Start of Extracted entries

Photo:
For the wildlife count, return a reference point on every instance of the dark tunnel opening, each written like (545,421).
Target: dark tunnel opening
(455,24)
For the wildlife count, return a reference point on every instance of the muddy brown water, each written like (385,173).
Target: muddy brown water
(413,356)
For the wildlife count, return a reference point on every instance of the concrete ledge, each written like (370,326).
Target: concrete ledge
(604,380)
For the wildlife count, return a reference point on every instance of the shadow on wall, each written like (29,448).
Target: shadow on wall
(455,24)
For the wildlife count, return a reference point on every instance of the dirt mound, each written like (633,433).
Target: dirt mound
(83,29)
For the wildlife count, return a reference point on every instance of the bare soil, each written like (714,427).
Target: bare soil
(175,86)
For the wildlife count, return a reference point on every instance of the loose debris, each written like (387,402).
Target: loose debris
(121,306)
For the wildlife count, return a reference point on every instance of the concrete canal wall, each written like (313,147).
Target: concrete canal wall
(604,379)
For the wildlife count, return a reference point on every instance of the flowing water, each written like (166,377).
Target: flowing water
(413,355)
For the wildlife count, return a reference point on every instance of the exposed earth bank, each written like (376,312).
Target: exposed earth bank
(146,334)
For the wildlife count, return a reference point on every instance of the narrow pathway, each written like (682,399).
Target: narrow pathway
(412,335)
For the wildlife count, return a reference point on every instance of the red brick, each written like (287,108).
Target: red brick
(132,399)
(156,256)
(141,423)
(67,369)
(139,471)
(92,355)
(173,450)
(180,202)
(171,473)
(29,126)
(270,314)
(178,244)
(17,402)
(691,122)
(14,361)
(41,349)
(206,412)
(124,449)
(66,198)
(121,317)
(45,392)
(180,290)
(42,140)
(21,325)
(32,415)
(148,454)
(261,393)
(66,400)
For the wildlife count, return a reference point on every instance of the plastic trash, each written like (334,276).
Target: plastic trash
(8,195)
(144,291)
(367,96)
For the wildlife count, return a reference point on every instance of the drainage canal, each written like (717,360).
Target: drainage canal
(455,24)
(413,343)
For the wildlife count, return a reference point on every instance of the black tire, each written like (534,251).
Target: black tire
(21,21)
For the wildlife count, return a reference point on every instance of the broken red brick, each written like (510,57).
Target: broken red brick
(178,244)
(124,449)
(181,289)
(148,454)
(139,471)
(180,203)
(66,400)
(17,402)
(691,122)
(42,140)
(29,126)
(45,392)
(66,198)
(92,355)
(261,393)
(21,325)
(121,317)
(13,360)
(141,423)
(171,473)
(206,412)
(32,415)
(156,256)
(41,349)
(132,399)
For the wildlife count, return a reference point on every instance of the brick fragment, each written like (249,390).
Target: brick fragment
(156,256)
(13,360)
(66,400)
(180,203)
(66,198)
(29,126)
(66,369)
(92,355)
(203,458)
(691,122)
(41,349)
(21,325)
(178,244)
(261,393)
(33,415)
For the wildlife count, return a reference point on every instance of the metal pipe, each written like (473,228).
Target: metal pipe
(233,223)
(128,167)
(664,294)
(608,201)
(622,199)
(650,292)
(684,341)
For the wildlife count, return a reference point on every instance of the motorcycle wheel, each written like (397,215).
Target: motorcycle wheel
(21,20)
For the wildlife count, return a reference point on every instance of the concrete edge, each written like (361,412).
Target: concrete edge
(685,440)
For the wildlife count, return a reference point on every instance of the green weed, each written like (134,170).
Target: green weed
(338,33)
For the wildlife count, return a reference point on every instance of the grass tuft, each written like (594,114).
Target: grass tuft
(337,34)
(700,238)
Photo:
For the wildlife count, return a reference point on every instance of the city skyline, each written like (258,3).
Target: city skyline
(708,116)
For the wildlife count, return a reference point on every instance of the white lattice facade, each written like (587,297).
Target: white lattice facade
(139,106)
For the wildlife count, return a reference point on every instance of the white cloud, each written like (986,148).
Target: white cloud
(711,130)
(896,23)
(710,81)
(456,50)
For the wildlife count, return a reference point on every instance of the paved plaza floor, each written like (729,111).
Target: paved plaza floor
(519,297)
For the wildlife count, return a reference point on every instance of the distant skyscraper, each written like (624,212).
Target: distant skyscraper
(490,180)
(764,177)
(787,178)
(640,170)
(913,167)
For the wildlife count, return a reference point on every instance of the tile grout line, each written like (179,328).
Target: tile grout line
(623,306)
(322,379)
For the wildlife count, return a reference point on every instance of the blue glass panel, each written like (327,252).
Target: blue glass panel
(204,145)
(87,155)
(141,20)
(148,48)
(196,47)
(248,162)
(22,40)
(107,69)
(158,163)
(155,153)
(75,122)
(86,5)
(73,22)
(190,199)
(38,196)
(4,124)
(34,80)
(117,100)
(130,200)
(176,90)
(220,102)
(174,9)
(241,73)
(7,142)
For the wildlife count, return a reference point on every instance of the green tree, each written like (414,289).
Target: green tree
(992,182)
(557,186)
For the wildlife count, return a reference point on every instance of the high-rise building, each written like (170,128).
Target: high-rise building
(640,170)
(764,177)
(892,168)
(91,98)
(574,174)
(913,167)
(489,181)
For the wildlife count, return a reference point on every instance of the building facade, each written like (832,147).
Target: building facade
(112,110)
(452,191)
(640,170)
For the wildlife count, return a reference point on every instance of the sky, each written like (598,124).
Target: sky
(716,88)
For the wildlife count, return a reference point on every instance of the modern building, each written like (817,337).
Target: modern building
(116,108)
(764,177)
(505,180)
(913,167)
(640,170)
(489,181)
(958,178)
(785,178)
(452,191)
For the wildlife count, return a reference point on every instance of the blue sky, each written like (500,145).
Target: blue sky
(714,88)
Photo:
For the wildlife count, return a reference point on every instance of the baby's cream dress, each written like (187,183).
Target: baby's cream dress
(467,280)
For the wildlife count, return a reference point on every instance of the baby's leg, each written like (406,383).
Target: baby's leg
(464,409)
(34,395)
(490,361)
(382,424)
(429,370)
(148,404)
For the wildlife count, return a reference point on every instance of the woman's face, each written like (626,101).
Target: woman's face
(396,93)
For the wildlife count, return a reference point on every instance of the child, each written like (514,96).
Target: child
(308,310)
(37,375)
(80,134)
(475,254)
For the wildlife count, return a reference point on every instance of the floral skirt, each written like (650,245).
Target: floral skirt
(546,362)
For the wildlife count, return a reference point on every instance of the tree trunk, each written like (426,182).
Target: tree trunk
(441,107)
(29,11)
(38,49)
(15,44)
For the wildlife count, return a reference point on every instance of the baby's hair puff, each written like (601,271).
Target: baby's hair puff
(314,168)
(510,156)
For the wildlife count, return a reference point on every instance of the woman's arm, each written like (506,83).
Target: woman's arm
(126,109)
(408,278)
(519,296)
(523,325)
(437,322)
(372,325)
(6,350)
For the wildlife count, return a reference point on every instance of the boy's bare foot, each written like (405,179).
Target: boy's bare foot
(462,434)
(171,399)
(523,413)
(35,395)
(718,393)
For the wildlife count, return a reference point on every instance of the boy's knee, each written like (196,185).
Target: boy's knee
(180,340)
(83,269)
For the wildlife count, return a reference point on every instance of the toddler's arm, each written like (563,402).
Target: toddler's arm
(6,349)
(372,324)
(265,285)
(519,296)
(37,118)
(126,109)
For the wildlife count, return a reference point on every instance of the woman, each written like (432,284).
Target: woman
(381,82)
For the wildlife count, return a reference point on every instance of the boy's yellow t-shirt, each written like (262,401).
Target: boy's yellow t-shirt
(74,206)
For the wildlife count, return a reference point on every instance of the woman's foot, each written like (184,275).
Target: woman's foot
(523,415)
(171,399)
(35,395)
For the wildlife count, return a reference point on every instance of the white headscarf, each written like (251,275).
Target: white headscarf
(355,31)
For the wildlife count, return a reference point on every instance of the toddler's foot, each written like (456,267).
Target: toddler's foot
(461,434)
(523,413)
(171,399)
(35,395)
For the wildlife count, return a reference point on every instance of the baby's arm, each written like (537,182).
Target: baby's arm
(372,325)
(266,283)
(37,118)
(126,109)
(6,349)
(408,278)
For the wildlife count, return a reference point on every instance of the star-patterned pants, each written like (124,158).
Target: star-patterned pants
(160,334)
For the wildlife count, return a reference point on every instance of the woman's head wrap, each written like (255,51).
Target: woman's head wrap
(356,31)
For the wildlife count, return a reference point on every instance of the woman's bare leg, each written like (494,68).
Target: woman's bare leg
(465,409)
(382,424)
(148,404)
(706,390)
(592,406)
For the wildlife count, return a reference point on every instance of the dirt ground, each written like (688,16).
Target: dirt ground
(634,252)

End of Extracted entries

:: Task to carry out ::
Begin with the line that contains "written like (184,275)." and set down each line exactly until the records above end, including the final line.

:: Exercise result ::
For the wildlife count, return a reference point on every instance of the woman's foot, each written like (184,275).
Target: woman's foot
(523,415)
(171,399)
(35,395)
For the wildlife count, return a reference point on every instance of the white headscarf, each written like (251,275).
Target: white headscarf
(355,31)
For the wildlife count, return a reference point on every instance of the toddler's foot, each written like (456,267).
Target: toddler's foot
(461,434)
(523,413)
(171,399)
(35,395)
For the wildlife count, return a reference point on every instance of the baby's arm, each written like (537,182).
Target: baby's arm
(372,325)
(266,283)
(37,118)
(126,109)
(6,349)
(408,278)
For the wildlife count, return a reference point on every instance of the star-patterned pants, each written like (124,158).
Target: star-patterned pants
(160,334)
For the wildlife count, return a reference point on every instance of the woman's head wrap, each written like (255,51).
Target: woman's head wrap
(356,31)
For the wildlife count, return a reference point on every instance of the woman's bare leg, each written like (494,68).
Target: woman's bare leg
(465,409)
(382,424)
(148,404)
(706,390)
(592,406)
For the wildlife count, return a reference point on every instance of the dirt ground, each written like (688,16).
Target: dirt ground
(634,252)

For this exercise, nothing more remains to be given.